Goal of the exercise:
Retype the data below from the line with "The grounding module" to the line with "1039,692,1110,717", both included, copying each line exactly.

Entries:
=-=-=
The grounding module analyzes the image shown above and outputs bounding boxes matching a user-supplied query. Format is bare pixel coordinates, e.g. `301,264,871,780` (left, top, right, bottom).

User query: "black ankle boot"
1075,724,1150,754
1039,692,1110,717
=-=-=
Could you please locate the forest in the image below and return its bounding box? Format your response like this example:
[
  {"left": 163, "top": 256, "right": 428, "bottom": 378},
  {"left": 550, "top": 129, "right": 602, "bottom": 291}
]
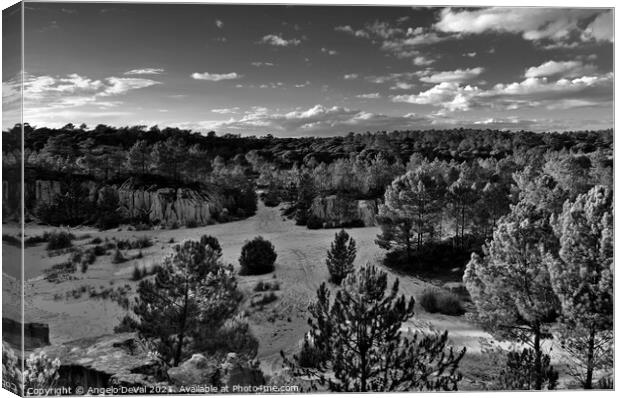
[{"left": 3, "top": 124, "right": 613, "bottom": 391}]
=-=-=
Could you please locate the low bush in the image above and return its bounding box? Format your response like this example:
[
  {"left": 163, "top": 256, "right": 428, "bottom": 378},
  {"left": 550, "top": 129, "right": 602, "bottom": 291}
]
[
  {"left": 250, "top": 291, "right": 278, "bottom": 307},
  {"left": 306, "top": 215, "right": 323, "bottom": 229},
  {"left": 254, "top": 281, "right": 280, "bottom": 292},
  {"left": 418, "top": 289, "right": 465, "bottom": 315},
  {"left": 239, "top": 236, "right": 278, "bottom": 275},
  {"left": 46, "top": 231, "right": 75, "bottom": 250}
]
=-=-=
The result:
The grounding module analyzes the image shown above and outputs bounding boxes matching a user-supplied query. Format is bare pixel coordinates, e.g. `301,264,871,780` (left, top, right, bottom).

User query: "black ankle boot"
1075,724,1150,754
1039,692,1110,717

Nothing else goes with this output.